Bacaan yang Diberikan
---*---

BAB I
PENDAHULUAN
Faham Najariyah di
pelopori oleh seorang yang bernama Abu Abndillah Husein Bin Muhammad An-Najar.
Ia hidup di masa
Pemerintahan Khalifah Al-Ma’mun bin Harun Ar-Rasyid dari Bani Abbas (198 H –
218 H).
Pada mulanya, ia
murid dari seorang mu’tazilah yang pada mulanya, ia menjadi “bajing loncat”,
sekali menganut faham Mu’tazilah, besok faham Jabariyah, lusa menganut faham
Ahlussunnah dan akhirnya membuat “Mazhab sendiri”.
Abu Abdillah
An-Najar berusaha hendak mempersatukan diantara faham-faham itu, satu kali
waktu fatwanya sama dengan mu’tazilah, satu kali sama dengan Jabariyah, satu
kali sama dengan Ahlussunnah, satu kali sama dengan Syi’ah kemudian sama dengan
Murji’ah.
Faham Najariyah
ini agar serupa dengan faham Bahaiyah yang pada mulanya ia Syi’ah, tetapi
kemudian berusaha mempersatukan seluruh agama di dunia.
Mazhab ini pada
mulanya agak berkembang, sehingga mereka kemudian terbagi atas 3 aliran, yaitu
aliran Margatsiyah, aliran Za’faraniyah dan Aliran Mustadrikah, di bangsakan
kepada ulama’ masing-masing.
Tetap fatwa
Najariyah ini tidak banyak mendapat pengikut dan akhirnya lenyap dihanyutkan
zaman.
Tetapi fatwa
Najariyah ini tidak banyak mendapat pengikut dan akhirnya lenyap di hanyutkan
zaman.
Sekarang hampir
tak kedengaran lagi kaum Najariyah ini, kecuali hanya tersebut dalam buku-buku
Ushuluddin dan sejarah Kaum Mutakalimin.

---*---

Perintah Tugas A
Sebutkan semua faham yang pernah disamai fatwa Abu Abdillah An-Najar menurut bacaan tentang faham Najariyah.
Perintah Tugas B
Kembalikan bagian dari bacaan tentang faham Najariyah yang diawali dengan "Tetapi fatwa" dan berlanjut sampai "sejarah Kaum Mutakalimin.", tanpa mengubah satu kata pun.
Perintah Tugas C
Lanjutkan tulisan tentang faham Najariyah mulai dari setelah kalimat terakhirnya.

Data yang Disediakan
---*---

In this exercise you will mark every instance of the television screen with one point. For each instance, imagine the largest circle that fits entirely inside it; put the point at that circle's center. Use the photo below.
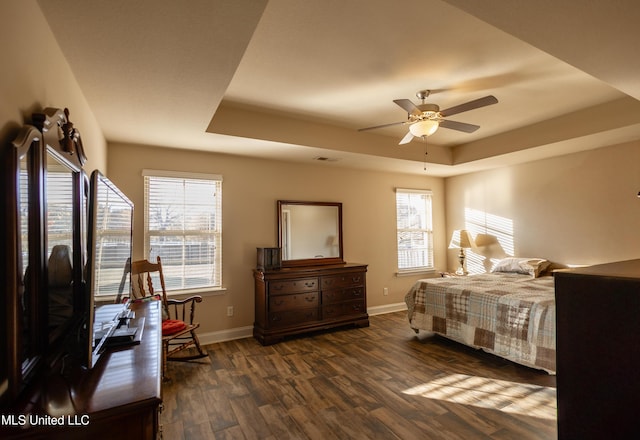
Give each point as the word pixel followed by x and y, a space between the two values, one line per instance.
pixel 109 258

---*---

Jawaban yang Diharapkan A
Mu’tazilah, Jabariyah, Ahlussunnah, Syi’ah, Murji’ah

Jawaban yang Diharapkan B
Tetapi fatwa
Najariyah ini tidak banyak mendapat pengikut dan akhirnya lenyap di hanyutkan
zaman.
Sekarang hampir
tak kedengaran lagi kaum Najariyah ini, kecuali hanya tersebut dalam buku-buku
Ushuluddin dan sejarah Kaum Mutakalimin.

Jawaban yang Diharapkan C
BAB II
PEMBAHASAN
I’tiqad kaum
Najariyah yang bertentangan dengan I’tiqad kaum ahlussunnah wal jama’ah adalah
:
- Tuhan tidak punyai sifat
Diantara
fatwa-fatwa kaum Najariyah ialah bahwa Tuhan Allah tidak mempunyai sifat. Ia
berkuasa dengan Zat-Nya. Faham ini sama dengan faham Mu’tazilah dan
bertentangan dengan faham Ahlussunnah wal jama’ah yang meyakini bahwa Allah itu
mempunyai sifat yang qadim yang berdiri diatas Zat-Nya.
Menurut Faham
Mu’tazilah seperti di kutip oleh Asy-Syahrastani mengatakan,”Siapa yang
mengatakan sifat yang qodim berarti telah menduakan Tuhan.
Yang di sebut
sifat menurut faham Najariyah adalah Dzat Tuhan itu sendiri, Faham inipun sama
dengan faham Mu’tazilah.
Abu Al-Hudzail
- Mukmin yang membuat dosa pasti masuk neraka
Kaum Najariyah
menfatwakan bahwa setiap orang mu’min yang mengerjakan dosa besar dan mati
sebelum tobat, maka ia pasti masuk neraka, tetapi tidak kekal selama-lamanya.
Fatwa ini mulanya
sama dengan mu’tazilah, tetapi tentang “tidak kekal” berlawanan dengan mu’tazilah.
Menurut faham
Mu’tazilah, mukmin yang melakukan dosa besr dan belum bertobat bukan lagi kafir
ataupun mukmin, tetapi fasik. Lzutsu dengan mengutip Ibn Hazm, menguraikan
tentang pandangan mu’tazilah sebagai berikut “orang yang melakukan dosa besar
disebut fasik. Ia bukan mukmin dan bukan pula kafir, bukan pula munafik
(hipokrit).
Menurut pandangan
mu’tazilah, pelaku dosa besar tidak dapat di katakan mukmin secara mutlak,
karena keimanan menurut adanya kepatuhan kepada Tuhan, tidak cukup hanya dengan
pengauan dan pembenaran.
Pelaku dosa besar
tidak pula di sebut kafir, karena ia masih percaya kepada Tuhan, Rasul-Nya dan
mengerjakan amr ma’ruf.
Sehinga orang
mukmin yang melakukan dosa besar maka ketika di akhirat akan di antara surga
dan neraka.
Inilah ajaran
Mu’tazilah yang di sebut “Manzilah bainal manzilatain” (tempat diantara
dua tempat).
- Tuhan tidak Bisa Dilihat
Kaum Najariyah
menfatwakan bahwa Tuhan tidak bisa dilihat dengan mata kepala walaupun di dalam
syurga.
Fatwa ini sama
dengan faham mu’tazilah, yang menyatakan Tuhan tidak bisa dilihat walaupun di
dalam surga. Karena hal itu akan menimbulkan tempat seolah-olah Tuhan ada di
dalam surga atau dimana ia dapat dilihat.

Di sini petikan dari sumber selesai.